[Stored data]
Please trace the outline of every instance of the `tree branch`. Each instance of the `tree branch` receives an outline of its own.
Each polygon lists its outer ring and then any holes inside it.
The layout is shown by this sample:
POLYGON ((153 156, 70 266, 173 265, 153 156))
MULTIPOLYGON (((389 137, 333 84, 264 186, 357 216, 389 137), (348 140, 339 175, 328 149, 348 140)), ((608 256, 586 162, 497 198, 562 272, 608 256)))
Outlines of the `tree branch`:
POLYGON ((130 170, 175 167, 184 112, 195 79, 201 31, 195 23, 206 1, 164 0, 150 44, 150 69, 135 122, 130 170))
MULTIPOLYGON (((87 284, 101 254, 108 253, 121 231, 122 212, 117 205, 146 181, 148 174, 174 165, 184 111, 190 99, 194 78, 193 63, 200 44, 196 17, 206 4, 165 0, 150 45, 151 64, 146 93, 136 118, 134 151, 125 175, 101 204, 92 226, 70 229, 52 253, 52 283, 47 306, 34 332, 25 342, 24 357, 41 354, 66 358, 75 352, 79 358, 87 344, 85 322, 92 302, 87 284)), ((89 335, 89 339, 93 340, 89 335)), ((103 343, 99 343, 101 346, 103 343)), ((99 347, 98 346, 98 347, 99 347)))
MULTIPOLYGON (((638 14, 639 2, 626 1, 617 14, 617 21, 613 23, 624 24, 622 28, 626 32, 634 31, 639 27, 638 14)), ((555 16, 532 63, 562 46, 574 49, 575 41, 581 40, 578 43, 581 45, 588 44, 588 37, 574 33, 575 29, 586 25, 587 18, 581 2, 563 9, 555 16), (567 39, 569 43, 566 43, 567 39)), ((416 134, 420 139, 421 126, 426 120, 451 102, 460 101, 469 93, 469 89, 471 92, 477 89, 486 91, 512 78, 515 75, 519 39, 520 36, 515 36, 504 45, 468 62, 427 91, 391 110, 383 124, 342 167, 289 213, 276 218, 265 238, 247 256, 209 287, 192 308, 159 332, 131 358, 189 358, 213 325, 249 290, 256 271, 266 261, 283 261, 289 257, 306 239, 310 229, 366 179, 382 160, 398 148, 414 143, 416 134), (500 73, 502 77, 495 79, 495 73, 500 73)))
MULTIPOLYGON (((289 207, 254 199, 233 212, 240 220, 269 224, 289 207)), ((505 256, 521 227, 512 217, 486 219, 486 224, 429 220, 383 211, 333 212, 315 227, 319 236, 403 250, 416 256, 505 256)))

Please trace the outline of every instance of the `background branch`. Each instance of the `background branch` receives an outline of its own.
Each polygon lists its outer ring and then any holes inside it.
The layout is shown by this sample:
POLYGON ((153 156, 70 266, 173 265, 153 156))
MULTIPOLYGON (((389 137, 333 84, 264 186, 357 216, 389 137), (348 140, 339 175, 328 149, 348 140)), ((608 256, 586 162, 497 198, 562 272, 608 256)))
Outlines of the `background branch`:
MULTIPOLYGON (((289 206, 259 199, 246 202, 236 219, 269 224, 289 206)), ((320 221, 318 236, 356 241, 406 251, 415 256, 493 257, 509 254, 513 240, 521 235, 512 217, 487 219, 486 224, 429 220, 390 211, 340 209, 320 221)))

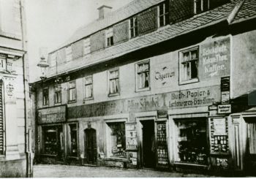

* Required work *
Write out all of the material above again, swapping "tree branch" for "tree limb" everywhere and changing nothing else. Leave the pictures out.

* Complete output *
Please trace the outline of every instance of the `tree limb`. Each instance of the `tree limb` receives an outline of its own.
Each polygon lists its outer ring and then any holes inside it.
The layout is shown by this sample:
POLYGON ((153 156, 70 266, 173 265, 153 156))
MULTIPOLYGON (((389 137, 333 84, 264 186, 357 216, 389 137), (348 140, 339 175, 328 149, 348 140)), ((608 256, 586 162, 497 198, 562 272, 608 256)))
Outlines of the `tree limb`:
POLYGON ((130 170, 175 167, 184 112, 195 79, 201 31, 195 23, 206 1, 164 0, 150 44, 150 69, 135 122, 130 170))
MULTIPOLYGON (((87 284, 101 254, 108 253, 121 231, 122 212, 117 205, 146 181, 148 174, 174 165, 184 111, 190 99, 194 78, 193 63, 200 44, 196 17, 206 4, 165 0, 150 45, 151 64, 146 93, 136 118, 134 151, 125 175, 101 204, 92 226, 70 229, 52 253, 52 283, 47 306, 34 332, 25 342, 24 357, 41 354, 66 358, 75 352, 79 358, 87 344, 85 322, 92 302, 87 284)), ((89 335, 89 339, 93 340, 89 335)), ((103 343, 99 343, 101 346, 103 343)), ((99 347, 98 346, 98 347, 99 347)))
MULTIPOLYGON (((638 14, 639 2, 626 1, 617 14, 617 21, 613 23, 624 24, 622 28, 626 32, 634 31, 639 27, 638 14)), ((555 16, 532 63, 562 46, 574 49, 575 41, 581 40, 578 43, 581 45, 588 44, 588 37, 574 33, 575 29, 586 25, 587 18, 581 2, 563 9, 555 16), (567 39, 569 43, 566 43, 567 39)), ((416 134, 420 139, 421 126, 426 120, 451 102, 460 101, 469 93, 469 89, 471 92, 477 89, 486 91, 512 78, 515 75, 519 39, 520 36, 515 36, 504 45, 468 62, 427 91, 391 110, 383 124, 342 167, 289 213, 276 218, 265 238, 247 256, 209 287, 192 308, 159 332, 131 358, 189 358, 213 325, 249 290, 256 271, 266 261, 283 261, 289 257, 306 239, 310 229, 366 179, 382 160, 398 148, 414 143, 416 134), (500 73, 502 77, 495 79, 495 73, 500 73)))
MULTIPOLYGON (((289 207, 254 199, 233 212, 240 220, 269 224, 289 207)), ((505 256, 521 227, 512 217, 486 219, 486 224, 429 220, 383 211, 333 212, 315 227, 319 236, 403 250, 416 256, 505 256)))

Please trace the outline of every instance of the `background branch`. Each instance of the `background branch` receives an outline of its own.
Each polygon lists its outer ring and then any holes inside it.
The layout is shown by this sample:
POLYGON ((153 156, 70 266, 173 265, 153 156))
MULTIPOLYGON (((389 137, 333 84, 264 186, 357 216, 389 137), (348 140, 339 175, 328 149, 348 140)), ((608 256, 586 162, 497 198, 562 272, 608 256)))
Outlines of the `background branch`:
MULTIPOLYGON (((289 206, 259 199, 246 202, 236 219, 269 224, 289 206)), ((320 221, 318 236, 356 241, 406 251, 415 256, 493 257, 509 254, 513 240, 521 235, 512 217, 487 219, 486 224, 429 220, 390 211, 340 209, 320 221)))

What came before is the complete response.